## [Data shown]

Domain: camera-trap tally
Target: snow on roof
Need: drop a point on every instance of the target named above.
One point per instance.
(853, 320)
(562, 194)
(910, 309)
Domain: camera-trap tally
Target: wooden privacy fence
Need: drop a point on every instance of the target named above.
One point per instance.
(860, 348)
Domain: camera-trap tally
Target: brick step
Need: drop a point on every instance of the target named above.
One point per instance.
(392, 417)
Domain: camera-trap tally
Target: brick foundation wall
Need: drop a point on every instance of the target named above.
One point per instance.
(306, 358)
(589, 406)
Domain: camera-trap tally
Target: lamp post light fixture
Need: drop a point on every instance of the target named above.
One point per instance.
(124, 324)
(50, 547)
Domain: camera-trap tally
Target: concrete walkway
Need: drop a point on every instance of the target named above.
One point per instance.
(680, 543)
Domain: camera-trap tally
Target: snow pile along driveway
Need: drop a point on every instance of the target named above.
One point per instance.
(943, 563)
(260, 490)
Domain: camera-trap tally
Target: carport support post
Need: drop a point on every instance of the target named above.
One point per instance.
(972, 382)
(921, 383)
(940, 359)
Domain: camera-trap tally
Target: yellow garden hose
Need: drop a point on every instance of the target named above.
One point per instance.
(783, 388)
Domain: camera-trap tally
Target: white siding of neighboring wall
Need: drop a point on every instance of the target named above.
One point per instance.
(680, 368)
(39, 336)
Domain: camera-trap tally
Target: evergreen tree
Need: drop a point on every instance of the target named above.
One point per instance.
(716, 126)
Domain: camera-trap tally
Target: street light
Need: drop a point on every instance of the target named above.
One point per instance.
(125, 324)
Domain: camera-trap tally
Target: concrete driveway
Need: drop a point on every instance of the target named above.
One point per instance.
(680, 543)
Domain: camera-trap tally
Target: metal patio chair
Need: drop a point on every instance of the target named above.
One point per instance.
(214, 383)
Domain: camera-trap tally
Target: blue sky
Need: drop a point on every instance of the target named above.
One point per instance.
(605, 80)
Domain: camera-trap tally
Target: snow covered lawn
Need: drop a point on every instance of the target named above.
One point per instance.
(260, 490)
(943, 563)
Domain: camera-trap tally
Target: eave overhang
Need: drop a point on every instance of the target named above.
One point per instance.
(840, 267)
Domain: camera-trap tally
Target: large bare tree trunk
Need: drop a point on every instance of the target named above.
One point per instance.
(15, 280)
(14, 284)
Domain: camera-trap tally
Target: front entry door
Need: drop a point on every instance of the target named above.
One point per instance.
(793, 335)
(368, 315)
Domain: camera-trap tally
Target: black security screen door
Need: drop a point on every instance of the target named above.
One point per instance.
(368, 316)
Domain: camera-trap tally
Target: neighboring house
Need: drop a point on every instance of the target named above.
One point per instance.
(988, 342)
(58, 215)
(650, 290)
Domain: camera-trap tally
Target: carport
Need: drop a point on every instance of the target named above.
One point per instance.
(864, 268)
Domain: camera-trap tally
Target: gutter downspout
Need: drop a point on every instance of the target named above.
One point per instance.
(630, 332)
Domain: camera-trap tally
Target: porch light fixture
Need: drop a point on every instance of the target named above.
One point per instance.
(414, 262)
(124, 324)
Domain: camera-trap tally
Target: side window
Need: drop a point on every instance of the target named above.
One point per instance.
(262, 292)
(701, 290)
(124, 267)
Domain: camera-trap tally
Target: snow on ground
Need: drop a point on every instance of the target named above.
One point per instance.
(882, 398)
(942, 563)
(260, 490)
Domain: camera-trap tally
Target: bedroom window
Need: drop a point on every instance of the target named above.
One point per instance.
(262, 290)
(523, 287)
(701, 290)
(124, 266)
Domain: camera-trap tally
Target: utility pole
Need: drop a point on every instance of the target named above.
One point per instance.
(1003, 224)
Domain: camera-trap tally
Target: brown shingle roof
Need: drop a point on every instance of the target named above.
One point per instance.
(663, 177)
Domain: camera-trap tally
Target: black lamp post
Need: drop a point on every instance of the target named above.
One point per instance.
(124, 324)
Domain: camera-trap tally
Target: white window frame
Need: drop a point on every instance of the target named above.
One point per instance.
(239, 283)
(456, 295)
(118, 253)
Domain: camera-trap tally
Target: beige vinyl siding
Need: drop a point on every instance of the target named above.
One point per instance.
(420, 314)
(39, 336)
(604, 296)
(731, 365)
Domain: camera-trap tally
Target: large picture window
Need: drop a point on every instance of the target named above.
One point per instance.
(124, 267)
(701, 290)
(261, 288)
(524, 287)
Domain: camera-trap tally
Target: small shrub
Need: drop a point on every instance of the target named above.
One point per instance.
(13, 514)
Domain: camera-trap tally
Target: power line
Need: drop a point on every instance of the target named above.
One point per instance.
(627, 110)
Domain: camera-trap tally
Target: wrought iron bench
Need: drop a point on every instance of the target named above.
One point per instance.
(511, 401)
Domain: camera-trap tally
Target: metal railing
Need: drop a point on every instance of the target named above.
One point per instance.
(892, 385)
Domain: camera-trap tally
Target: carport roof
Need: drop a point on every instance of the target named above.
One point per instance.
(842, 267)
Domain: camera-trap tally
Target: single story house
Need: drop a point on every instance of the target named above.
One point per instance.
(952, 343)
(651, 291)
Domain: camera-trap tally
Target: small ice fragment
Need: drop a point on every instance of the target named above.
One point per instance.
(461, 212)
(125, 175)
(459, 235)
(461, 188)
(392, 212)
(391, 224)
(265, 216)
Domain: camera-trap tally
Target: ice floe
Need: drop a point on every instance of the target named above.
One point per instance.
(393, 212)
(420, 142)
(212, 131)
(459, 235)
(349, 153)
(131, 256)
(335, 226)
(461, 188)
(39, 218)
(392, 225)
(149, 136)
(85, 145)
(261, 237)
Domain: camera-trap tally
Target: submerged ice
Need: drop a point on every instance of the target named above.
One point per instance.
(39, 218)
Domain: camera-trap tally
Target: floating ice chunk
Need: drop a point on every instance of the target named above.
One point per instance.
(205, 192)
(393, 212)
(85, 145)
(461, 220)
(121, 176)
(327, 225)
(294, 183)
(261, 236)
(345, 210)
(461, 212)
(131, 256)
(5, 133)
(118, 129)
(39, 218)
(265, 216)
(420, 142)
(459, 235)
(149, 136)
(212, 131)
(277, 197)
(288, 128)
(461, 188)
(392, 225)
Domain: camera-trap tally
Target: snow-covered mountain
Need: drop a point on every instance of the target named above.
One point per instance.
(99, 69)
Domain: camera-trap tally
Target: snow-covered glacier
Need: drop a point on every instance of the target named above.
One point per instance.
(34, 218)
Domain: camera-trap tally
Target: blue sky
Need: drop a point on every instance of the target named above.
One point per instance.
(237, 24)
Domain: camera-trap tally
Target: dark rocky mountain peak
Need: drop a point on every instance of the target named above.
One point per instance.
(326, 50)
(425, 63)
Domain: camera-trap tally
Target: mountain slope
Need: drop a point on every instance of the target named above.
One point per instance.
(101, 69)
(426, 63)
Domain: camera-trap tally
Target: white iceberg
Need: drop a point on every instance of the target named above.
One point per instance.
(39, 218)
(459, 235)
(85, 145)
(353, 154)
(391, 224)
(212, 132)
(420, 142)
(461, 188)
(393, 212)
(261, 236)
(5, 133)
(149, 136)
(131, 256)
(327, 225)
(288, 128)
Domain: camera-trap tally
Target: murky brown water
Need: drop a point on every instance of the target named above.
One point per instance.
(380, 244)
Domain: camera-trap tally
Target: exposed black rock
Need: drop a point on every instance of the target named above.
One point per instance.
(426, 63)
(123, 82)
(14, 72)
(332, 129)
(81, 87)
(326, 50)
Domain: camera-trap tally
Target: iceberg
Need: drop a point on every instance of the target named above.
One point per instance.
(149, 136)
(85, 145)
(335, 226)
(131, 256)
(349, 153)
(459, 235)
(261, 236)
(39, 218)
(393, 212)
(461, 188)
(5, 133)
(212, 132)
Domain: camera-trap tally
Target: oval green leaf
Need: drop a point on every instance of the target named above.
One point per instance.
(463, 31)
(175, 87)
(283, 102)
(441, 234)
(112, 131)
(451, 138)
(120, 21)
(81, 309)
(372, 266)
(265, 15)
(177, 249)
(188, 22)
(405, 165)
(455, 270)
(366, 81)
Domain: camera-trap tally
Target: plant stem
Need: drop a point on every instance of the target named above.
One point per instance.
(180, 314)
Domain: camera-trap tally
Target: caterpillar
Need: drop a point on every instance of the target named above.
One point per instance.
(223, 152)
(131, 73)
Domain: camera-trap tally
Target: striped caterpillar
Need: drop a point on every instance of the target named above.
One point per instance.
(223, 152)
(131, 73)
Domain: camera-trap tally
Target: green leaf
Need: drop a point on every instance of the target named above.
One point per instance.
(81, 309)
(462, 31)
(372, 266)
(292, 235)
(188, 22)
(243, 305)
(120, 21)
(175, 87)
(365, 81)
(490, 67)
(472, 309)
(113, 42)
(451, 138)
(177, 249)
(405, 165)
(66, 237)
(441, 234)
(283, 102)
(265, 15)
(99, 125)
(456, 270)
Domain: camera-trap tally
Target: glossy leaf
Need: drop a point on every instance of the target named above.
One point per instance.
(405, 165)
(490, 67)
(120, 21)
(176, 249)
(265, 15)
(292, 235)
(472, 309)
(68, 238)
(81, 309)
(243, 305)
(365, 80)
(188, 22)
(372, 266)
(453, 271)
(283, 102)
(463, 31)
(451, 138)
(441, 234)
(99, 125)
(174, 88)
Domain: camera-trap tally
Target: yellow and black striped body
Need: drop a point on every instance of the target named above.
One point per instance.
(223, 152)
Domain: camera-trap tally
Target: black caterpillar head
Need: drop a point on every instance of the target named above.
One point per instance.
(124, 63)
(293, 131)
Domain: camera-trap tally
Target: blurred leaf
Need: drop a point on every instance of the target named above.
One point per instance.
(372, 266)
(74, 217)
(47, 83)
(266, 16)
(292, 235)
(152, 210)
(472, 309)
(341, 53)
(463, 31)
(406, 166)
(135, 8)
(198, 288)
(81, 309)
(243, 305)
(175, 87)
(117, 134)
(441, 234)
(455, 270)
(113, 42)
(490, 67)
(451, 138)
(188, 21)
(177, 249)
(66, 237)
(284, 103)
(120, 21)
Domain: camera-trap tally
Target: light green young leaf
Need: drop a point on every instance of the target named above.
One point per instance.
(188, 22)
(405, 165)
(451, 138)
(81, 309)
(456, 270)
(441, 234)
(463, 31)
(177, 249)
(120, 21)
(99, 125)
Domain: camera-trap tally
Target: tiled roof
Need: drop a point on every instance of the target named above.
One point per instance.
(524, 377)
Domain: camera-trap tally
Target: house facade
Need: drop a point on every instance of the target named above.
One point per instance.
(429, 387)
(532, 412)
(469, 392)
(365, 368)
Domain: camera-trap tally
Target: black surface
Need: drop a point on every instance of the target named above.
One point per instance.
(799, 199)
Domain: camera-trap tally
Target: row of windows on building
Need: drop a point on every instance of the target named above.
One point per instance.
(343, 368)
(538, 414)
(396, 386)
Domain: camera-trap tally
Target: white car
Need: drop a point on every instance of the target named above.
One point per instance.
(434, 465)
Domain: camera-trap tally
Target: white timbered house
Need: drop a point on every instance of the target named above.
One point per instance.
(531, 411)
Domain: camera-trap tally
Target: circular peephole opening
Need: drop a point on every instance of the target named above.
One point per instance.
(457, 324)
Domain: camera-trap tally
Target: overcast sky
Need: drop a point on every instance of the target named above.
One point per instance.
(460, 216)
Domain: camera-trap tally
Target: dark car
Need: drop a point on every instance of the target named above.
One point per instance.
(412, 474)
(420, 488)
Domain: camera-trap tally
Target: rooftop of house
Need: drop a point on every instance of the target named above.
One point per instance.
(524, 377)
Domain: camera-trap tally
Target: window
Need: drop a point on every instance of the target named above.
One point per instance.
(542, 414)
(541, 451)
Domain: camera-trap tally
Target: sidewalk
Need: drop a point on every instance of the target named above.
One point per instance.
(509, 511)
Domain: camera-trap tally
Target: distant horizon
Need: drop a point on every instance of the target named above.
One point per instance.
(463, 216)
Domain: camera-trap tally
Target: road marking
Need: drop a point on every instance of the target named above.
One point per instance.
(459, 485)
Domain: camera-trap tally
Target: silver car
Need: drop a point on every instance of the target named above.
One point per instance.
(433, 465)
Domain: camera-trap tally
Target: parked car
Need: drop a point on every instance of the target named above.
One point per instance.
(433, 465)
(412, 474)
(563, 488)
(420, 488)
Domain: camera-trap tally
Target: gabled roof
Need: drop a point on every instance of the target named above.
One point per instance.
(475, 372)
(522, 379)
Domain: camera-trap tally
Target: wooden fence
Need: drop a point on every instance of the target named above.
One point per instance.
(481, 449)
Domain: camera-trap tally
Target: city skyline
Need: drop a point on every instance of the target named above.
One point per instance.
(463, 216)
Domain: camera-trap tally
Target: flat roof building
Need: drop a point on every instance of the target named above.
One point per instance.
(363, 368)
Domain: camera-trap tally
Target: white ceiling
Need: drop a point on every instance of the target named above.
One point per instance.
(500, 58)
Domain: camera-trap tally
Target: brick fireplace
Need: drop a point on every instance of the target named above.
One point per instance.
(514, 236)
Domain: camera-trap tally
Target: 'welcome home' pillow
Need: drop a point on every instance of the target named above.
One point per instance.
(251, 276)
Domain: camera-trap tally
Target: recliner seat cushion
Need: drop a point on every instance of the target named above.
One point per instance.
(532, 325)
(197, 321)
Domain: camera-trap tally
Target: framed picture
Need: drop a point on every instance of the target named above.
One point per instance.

## [Goal]
Give only the number of lines in the rows above that contain the word "concrete".

## [Output of the task]
2